| Region annotation entries |
────────────────
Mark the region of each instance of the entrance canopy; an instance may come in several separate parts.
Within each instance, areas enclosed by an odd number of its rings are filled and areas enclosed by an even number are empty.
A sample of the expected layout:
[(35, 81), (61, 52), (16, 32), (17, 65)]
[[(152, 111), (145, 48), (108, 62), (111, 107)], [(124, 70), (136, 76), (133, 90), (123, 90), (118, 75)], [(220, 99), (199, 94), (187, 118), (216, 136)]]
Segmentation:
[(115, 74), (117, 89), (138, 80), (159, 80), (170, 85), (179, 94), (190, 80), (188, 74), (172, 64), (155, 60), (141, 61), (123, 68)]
────────────────
| What to produce |
Recast every line of the items above as a JSON list of strings, with one string per line and blank lines omitted.

| Final result |
[
  "Mark the region of each instance of the entrance canopy; an instance may come in several separate parts.",
  "Within each instance, areas enclosed by an odd number of its rings are filled and areas enclosed by an even number are empty.",
  "A sample of the expected layout:",
  "[(35, 81), (61, 52), (16, 32), (17, 65)]",
  "[[(152, 111), (145, 48), (108, 62), (111, 107)], [(124, 70), (136, 76), (133, 90), (123, 90), (118, 75)], [(220, 99), (199, 94), (187, 118), (216, 136)]]",
  "Segmentation:",
  "[(115, 74), (117, 89), (138, 80), (159, 80), (170, 85), (179, 94), (190, 80), (188, 74), (172, 64), (155, 60), (141, 61), (123, 68)]"
]